> **EXERCISE INSTRUCTIONS**
In the records, rewrite the lines starting at the line containing "wheel in the photo above." and ending at the line containing "(619, 1045)", changing "car windshield" to "car front window" and keeping everything else the same. Give only those lines.

> **DATASET RECORDS**

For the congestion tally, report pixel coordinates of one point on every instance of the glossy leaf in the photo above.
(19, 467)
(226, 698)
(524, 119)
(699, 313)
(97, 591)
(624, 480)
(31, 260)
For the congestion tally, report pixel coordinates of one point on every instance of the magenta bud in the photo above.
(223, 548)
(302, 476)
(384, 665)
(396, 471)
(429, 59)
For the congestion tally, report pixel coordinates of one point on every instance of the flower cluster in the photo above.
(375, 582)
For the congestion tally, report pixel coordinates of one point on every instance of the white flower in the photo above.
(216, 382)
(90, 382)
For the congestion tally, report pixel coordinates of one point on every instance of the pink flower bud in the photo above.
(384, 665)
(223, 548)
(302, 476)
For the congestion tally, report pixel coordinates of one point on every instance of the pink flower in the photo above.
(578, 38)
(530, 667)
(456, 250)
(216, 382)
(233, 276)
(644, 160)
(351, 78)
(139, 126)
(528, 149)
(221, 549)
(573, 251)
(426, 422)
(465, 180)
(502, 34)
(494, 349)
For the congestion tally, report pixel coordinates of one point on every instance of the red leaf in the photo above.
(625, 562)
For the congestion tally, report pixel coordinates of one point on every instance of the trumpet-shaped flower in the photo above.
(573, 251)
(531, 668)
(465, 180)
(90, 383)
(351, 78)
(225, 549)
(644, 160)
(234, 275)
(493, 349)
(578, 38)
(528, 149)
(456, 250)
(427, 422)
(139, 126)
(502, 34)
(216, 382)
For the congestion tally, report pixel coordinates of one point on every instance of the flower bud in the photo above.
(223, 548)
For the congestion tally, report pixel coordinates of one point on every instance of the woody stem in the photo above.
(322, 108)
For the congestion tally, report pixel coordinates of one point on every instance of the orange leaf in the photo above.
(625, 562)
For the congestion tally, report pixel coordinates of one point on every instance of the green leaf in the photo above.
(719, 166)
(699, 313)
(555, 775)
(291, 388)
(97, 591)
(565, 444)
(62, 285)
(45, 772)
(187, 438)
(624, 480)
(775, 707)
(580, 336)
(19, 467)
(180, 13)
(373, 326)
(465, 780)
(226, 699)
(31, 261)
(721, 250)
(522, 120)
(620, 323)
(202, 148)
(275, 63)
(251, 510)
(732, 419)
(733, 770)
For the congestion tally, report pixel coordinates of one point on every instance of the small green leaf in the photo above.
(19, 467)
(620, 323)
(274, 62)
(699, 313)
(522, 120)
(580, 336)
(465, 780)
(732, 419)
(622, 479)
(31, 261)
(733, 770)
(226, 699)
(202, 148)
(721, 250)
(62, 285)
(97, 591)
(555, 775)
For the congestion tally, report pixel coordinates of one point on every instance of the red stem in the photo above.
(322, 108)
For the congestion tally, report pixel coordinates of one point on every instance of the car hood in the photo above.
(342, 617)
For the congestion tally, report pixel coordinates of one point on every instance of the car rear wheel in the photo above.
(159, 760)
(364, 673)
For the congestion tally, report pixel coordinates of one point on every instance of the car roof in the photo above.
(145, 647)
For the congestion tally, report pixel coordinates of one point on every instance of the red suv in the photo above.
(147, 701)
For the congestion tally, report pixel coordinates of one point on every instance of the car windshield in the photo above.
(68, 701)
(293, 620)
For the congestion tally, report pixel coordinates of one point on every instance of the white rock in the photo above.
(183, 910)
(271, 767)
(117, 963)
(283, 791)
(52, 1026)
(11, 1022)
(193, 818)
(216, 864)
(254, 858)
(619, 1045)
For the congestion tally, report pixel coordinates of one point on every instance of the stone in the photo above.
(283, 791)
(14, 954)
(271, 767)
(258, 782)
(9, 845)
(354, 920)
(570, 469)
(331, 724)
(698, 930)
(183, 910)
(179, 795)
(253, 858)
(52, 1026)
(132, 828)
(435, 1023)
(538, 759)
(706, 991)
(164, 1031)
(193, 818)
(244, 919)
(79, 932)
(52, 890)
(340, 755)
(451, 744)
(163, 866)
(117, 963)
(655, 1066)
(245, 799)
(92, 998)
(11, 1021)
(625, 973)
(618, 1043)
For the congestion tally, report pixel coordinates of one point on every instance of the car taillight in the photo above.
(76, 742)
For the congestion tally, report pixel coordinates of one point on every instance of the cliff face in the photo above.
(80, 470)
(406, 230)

--

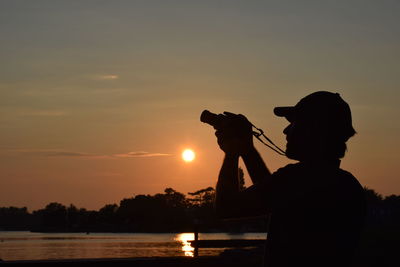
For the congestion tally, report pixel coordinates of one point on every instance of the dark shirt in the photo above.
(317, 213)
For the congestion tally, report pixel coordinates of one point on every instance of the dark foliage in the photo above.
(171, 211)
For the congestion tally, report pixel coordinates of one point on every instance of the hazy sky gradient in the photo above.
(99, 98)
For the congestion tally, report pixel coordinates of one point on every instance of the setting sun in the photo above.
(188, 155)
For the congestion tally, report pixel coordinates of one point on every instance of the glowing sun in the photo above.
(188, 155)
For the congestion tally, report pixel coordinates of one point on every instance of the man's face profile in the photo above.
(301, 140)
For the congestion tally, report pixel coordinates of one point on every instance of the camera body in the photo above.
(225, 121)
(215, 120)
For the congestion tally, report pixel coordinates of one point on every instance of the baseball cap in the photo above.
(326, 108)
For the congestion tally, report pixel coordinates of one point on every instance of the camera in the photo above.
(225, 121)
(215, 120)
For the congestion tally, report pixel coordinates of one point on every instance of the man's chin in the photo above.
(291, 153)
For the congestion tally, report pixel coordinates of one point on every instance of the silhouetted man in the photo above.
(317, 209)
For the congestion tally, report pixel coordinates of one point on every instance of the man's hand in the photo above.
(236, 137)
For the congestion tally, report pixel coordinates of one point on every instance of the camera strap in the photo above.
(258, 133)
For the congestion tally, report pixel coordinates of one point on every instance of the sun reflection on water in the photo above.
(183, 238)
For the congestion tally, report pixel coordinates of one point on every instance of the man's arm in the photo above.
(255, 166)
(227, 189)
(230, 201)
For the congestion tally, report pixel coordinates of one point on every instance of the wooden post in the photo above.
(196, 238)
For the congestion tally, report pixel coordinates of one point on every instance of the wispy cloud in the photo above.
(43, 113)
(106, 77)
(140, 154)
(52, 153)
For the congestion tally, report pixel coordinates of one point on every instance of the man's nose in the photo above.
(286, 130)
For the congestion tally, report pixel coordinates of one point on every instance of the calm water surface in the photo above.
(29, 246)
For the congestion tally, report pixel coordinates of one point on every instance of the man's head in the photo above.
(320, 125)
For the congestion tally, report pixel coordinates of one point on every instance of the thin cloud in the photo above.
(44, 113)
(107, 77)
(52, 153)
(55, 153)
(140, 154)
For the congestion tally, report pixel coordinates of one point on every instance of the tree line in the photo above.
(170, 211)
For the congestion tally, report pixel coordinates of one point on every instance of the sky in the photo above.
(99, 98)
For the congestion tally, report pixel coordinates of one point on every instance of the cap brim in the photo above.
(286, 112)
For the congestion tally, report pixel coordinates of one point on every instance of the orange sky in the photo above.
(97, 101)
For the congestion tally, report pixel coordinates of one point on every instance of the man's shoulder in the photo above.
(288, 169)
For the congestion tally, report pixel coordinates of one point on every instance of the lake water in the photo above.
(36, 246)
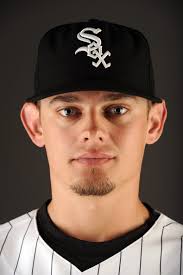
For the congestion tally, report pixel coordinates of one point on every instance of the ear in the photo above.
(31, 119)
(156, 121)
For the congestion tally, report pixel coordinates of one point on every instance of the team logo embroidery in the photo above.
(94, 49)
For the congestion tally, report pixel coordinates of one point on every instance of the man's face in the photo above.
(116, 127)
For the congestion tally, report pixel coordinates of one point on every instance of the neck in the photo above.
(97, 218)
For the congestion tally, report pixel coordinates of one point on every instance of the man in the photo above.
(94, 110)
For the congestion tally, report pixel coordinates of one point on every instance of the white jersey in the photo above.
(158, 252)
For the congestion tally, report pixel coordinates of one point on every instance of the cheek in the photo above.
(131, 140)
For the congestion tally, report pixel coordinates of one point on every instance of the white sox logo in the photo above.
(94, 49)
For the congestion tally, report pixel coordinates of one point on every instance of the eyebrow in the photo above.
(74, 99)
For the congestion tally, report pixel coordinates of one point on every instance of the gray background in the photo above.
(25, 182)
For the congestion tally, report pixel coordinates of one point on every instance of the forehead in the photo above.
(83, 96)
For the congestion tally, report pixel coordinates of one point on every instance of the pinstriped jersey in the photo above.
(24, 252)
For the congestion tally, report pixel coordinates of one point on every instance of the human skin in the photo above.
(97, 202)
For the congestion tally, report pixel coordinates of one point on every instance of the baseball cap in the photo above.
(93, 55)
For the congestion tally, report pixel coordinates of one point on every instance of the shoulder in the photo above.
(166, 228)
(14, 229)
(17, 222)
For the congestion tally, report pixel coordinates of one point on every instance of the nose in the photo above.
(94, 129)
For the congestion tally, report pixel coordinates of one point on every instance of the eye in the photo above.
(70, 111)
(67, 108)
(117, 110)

> **RESPONSE FOR THIS EXERCISE**
For the congestion tally, report pixel coordinates of one point on every instance of the car rear wheel in the photo above.
(159, 760)
(364, 673)
For the congestion tally, report pixel coordinates of one point on every instance of the car roof in the photo above.
(145, 647)
For the congestion tally, report pixel coordinates of one point on every instance of the red suv in the photo above.
(147, 701)
For the congestion tally, report pixel coordinates of one point on every instance of the car front window in the photo above.
(68, 701)
(293, 620)
For the congestion tally, report pixel coordinates of one point on every instance of the white rock in the photo above.
(183, 910)
(271, 767)
(117, 963)
(283, 791)
(52, 1026)
(11, 1022)
(193, 818)
(216, 864)
(254, 858)
(619, 1045)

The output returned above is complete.